TEXT BLOCK
:::
Saturday, November 10, 2007

Words, by this point, have long since failed me to describe what a nightmare this season of Notre Dame football. I have friends and relatives who have as solid a track record of supporting this team as I do who have given up watching the games. It's just that depressing. But I'm still watching. Even though the Ohio State game against Illinois was much better than this contest against Air Force, I still watched the entire sad spectacle.

I said all that to say this. I find myself in the unenviable position of defending the indefensible Charlie Weis from the various people in the media who insist on attacking him or criticizing him. This piece by Kevin Blackistone is well thought out, but it operates on a faulty premise. This season has made history in all the wrong ways and for all the wrong reasons. But that doesn't gild the memory of the Tyrone Willingham era.

I am sorry for the man in that firing situation. Tyrone Willingham struck me as an intelligent, decent man of integrity. He seemed like a thoroughly nice man, but we all know where the nice guy finishes. He did have a winning record (barely) at the University of Notre Dame. In his final season, Notre Dame did finish above .500 and limped into eligibility for one of the more minor of the minor bowls. In his best season, the team fell apart down the stretch after a start in which the breaks beat his opponents and then suffered abject humiliation at the hands of NC State in the Gator Bowl (one of the most major of the minor bowls).

Charlie Weis is a stubborn, somewhat difficult man with the media. And for that I admire him. Why appear chastened and contrite before the self appointed kingmakers? Would that make a 1-9 season hurt any less? Would losing to Air Force, Navy and BC be less humiliating? No, so you might as well go down with pride and arrogance.

One can talk about Weis taking a team to two BCS bowls with a core group of players recruited by Ty Willingham. But one should analyze that statement to the fullest. Did Willingham take those guys to a BCS bowl? The answer - not only a rousing no, but it should be coupled with the reminder that Ty himself enjoyed his most successful season with players recruited by Bob Davie.

A more interesting sideline in this debate is to consider another question. Of those Willingham recruits who formed the core of the BCS teams, how many had draft stock and NFL prospects improved under the new regime? The answer has to be just about all of them. Brady Quinn was looking at mid to late 4th round status prior to Weis coming to town. Jeff Samardzja chose baseball, but he would have been a first round pick and he tripled his career catches by Wies' second game.

Anthony Fasano became a second round pick under Weis, as opposed to a 5th/6th round pick before. Chienedum Ndukwe wouldn't have been drafted prior to that. Mike Richardson was a sixth round pick, but he had to take a year to recover from a game against USC. Thanks to Ty Willingham's belief in regionalization (that players from a certain geographic area will play better in games played near where they grew up), Richardson was thrown to the wolves against USC before he was ready to cover guys like Mike Williams and Kerry Colbert. Richardson was eaten alive, in a sad sight to see.

The trouble is, Weis didn't have to adjust from the NFL to recruiting and motivating teenagers in his first two years. That team was experienced, this team was not. Maybe he was arrogant and didn't consider the ramifications as a college coach should, but that's life. Hopefully he learned a thing or two to adjust in the upcoming offseason.

There is hope in the young players who have been thrown into the fire this season. James Aldridge has the potential to be a very, very, very good tailback. Jimmy Clausen will not be the guy, I don't believe. But the freshman linebackers Dwight Stephenson Jr., Kerry Neal and Ryan Smith will develop into an outstanding unit. Robbie Parris and Deval Camarra are exciting young receivers.
:::
RAW RECORDS
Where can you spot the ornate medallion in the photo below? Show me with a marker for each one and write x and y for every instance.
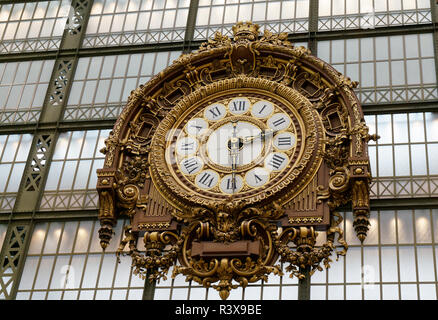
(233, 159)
:::
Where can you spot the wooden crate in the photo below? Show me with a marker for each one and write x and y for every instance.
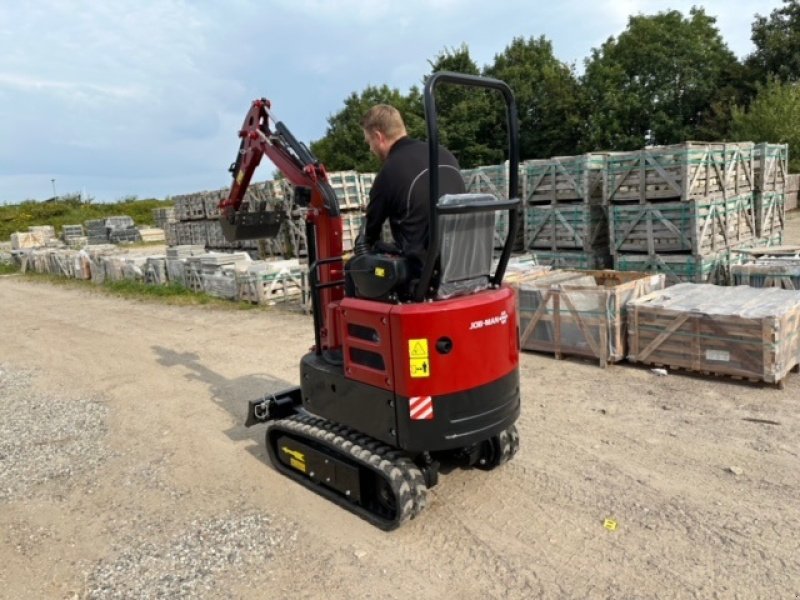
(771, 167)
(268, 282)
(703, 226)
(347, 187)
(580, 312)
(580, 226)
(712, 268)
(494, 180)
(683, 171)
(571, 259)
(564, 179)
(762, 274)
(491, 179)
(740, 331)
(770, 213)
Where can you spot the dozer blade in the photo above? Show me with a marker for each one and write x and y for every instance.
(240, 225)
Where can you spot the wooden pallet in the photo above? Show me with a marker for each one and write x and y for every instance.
:::
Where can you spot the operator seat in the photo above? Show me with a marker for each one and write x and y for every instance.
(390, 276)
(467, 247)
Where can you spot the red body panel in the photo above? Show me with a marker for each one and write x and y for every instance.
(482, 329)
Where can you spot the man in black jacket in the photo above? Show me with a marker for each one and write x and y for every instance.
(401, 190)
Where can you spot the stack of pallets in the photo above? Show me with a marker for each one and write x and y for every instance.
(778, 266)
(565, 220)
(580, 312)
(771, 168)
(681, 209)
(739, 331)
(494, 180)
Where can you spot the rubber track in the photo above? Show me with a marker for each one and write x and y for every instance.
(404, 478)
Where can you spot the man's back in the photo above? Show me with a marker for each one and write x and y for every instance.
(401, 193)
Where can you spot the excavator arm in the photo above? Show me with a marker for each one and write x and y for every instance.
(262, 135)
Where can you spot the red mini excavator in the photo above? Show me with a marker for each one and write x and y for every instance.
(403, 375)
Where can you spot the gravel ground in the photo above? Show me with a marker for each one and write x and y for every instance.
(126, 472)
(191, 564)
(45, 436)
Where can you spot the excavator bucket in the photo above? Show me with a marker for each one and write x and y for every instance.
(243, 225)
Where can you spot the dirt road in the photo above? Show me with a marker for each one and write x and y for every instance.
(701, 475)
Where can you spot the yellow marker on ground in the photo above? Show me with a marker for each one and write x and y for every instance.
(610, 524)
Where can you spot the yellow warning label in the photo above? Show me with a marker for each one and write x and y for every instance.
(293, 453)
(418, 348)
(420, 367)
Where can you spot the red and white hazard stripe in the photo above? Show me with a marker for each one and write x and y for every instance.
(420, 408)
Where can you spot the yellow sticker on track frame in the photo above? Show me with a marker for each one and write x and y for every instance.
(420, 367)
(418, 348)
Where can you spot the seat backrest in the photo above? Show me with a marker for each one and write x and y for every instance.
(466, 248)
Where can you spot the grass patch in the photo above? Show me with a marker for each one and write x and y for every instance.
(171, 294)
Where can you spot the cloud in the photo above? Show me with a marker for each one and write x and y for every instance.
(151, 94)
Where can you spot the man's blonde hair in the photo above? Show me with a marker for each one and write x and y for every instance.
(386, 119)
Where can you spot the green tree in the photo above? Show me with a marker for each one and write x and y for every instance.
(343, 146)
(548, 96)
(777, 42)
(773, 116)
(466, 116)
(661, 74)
:::
ACTIONS TO TAKE
1. Retype the section of the Notre Dame football post starting at "One can talk" and ending at "Wies' second game.".
2. Name every freshman linebacker that the Notre Dame football post mentions.

FINAL RESULTS
1.
One can talk about Weis taking a team to two BCS bowls with a core group of players recruited by Ty Willingham. But one should analyze that statement to the fullest. Did Willingham take those guys to a BCS bowl? The answer - not only a rousing no, but it should be coupled with the reminder that Ty himself enjoyed his most successful season with players recruited by Bob Davie.

A more interesting sideline in this debate is to consider another question. Of those Willingham recruits who formed the core of the BCS teams, how many had draft stock and NFL prospects improved under the new regime? The answer has to be just about all of them. Brady Quinn was looking at mid to late 4th round status prior to Weis coming to town. Jeff Samardzja chose baseball, but he would have been a first round pick and he tripled his career catches by Wies' second game.

2. Dwight Stephenson Jr., Kerry Neal, Ryan Smith